From the horse-training posts below, list every object that Rebus is described as being scared of or stopping at.

── Study text

Photograph by: Wayne Cuddington, Ottawa Citizen

Plastic Chairs

Rebus was so good today. First he decided he was scared of a plastic chair, but then Jessica got on him. When I got on she reminded me that I have to be more important than a plastic chair. She was reminding me to ride every step. Eventually I got it. I was leg yielding him completely vertically! He was round, but not too round Mary! Jessica said that everytime he did something I didn’t want, it meant I wasn’t telling him to do something. So we ended on a good note, and he was doing everything I asked for! Rebus=superstar!!!!!!!!!!!!!!!!!!!!

Post from Jody

I told Rebus we were going to England, but all he seemed to care about was, `Do I get treats there?” We have been playing with Parelli a lot lately! I am now at the point that I can play all 7 games without a problem! We have him doing circle games going over poles, and doing a transition at each pole. At first he stopped at the pole, and had togive it a good sniff. Then looked at me as if to sat, “I’m a Dressage horse, what do I do now?” He did the same thing when I set-up a little X for him to free jump. Only he stopped dead right in front of it, and immediately looked at me as if to say, “What now?’

I’m a really mean mom! According to Rebus, the world revolves around food. He’s not even a left-brain introvert. He’s a definite left brain extrovert!!!! He saw that I was getting his rewards from a side pocket, so he decided to help himself. T=

This is where I’m a bad mom!
Please tell me ink isn’t poisonous for horses!

Rebus went in the pocket, grabbed a pen out of a pocket full of cookies and started munching away! Go figure! He was so proud of himself! So I just watched him do it. Thinking LOSER!!!!!!!!!!!!!!!!!!

After 2 bites, he realized it wasn’t a treat, and did everything he could to get it out of his mouth. He always likes licking, but he was doing everything he could to get it off his tongue.

────
── Given information

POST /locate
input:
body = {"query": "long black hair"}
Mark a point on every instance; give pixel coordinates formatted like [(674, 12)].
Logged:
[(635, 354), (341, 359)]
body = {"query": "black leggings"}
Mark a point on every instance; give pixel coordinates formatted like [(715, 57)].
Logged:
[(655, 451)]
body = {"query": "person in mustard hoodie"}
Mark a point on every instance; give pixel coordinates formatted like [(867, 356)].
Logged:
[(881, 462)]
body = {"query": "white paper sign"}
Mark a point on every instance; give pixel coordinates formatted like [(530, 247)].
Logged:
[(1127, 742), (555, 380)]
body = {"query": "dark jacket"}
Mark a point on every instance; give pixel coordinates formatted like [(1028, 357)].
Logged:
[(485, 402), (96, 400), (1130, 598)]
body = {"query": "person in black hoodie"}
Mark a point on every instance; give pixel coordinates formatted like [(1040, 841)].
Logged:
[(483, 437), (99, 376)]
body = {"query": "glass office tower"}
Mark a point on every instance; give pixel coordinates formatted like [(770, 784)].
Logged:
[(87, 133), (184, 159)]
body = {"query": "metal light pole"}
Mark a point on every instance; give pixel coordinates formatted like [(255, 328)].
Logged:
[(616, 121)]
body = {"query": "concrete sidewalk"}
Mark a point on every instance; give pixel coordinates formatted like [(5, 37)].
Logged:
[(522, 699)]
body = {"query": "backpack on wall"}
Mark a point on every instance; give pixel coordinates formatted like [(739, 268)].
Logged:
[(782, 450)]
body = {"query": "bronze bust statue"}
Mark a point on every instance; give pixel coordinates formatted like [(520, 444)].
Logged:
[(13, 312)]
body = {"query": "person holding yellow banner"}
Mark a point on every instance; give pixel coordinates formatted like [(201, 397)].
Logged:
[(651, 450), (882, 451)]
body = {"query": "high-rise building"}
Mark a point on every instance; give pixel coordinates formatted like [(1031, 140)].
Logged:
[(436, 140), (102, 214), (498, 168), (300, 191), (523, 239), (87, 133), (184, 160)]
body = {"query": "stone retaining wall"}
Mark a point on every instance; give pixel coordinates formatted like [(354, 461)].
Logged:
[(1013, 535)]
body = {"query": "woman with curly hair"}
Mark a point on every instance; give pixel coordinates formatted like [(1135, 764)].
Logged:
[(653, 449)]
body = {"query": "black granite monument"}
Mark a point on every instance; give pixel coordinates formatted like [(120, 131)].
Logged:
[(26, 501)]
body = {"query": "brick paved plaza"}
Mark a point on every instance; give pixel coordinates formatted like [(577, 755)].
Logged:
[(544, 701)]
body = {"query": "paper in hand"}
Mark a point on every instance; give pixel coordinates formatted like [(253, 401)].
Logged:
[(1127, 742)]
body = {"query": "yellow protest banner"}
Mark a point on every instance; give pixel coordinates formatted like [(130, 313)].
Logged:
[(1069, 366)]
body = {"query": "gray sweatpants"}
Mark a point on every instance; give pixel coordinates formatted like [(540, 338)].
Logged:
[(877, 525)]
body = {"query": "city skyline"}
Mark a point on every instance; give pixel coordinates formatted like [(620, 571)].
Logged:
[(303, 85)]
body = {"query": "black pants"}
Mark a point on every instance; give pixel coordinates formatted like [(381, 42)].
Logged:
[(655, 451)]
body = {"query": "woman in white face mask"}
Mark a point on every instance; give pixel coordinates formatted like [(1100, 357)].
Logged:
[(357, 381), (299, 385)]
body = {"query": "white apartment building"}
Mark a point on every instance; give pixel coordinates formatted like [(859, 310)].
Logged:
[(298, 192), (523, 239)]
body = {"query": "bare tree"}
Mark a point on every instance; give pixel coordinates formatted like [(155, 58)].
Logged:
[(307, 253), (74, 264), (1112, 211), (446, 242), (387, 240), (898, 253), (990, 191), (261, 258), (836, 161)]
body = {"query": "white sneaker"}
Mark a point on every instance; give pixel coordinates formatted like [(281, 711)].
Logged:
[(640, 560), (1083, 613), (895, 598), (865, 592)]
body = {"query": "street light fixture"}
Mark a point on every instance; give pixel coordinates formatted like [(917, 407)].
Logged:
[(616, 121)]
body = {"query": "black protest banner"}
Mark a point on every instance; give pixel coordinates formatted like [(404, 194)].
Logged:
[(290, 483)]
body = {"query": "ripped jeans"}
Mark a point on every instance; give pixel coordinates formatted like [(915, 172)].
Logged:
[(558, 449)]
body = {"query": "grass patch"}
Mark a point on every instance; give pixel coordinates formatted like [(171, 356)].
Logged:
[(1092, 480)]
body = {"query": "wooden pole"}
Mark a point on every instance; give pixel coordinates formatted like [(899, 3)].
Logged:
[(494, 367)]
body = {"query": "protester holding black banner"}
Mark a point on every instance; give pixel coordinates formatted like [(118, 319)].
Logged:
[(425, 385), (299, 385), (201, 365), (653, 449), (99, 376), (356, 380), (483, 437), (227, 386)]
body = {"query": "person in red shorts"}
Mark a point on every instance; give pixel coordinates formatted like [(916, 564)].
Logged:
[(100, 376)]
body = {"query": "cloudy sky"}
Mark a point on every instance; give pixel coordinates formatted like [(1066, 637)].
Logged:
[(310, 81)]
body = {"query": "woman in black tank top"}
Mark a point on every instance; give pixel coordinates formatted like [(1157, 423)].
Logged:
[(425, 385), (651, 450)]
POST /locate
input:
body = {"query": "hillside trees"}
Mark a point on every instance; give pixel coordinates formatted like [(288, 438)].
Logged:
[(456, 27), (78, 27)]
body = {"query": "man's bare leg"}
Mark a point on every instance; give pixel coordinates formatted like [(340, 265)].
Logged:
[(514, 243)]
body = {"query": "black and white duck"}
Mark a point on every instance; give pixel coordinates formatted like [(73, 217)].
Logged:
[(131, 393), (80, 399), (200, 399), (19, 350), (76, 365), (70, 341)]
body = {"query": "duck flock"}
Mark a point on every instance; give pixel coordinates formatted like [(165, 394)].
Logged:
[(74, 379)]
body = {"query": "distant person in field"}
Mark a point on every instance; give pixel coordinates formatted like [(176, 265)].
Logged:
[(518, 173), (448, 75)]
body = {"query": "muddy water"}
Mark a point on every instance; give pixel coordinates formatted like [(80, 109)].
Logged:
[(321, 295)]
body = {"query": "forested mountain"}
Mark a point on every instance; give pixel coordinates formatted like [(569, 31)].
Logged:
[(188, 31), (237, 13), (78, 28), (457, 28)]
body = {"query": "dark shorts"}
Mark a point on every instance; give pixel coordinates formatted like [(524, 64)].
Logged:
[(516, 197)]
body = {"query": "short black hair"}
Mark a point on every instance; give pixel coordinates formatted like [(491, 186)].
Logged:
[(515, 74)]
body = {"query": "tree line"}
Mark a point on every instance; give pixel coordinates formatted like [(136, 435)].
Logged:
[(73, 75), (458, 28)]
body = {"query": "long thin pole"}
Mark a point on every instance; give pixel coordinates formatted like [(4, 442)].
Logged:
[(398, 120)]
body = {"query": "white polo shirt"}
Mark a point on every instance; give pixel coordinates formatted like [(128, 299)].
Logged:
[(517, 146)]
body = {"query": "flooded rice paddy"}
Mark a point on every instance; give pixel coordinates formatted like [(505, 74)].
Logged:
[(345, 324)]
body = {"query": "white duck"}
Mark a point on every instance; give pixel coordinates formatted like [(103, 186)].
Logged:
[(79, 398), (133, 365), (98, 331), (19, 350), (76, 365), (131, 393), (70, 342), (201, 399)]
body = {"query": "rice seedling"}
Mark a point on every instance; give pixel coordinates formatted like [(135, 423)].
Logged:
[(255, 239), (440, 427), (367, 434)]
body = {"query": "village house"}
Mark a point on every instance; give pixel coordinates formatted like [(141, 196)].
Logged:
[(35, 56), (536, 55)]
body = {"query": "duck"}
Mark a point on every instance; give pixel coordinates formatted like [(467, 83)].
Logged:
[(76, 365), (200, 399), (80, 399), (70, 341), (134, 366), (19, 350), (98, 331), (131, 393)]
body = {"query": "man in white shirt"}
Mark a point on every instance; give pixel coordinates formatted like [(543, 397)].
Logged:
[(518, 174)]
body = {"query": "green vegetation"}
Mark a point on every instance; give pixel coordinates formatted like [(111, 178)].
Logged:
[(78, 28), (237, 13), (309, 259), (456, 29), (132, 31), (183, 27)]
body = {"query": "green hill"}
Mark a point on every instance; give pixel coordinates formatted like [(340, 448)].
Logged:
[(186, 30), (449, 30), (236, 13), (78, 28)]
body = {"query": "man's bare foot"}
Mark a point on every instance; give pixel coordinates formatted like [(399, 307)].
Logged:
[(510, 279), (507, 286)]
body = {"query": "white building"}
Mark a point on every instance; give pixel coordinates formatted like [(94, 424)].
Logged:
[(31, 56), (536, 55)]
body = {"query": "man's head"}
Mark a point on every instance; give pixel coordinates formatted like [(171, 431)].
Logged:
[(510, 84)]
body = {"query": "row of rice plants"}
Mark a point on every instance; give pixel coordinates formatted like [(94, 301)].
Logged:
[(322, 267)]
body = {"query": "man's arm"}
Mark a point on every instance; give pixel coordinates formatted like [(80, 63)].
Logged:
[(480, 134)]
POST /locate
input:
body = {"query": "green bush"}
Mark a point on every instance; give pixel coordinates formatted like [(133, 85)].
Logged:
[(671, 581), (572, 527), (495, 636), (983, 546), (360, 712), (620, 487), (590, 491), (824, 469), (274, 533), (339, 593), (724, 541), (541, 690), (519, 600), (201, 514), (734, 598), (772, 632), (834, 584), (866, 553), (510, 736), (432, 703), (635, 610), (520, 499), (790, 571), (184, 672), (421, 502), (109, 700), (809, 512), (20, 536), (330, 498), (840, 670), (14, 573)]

────

### Solved problem
- a plastic chair
- a pole
- a little X set up for free jumping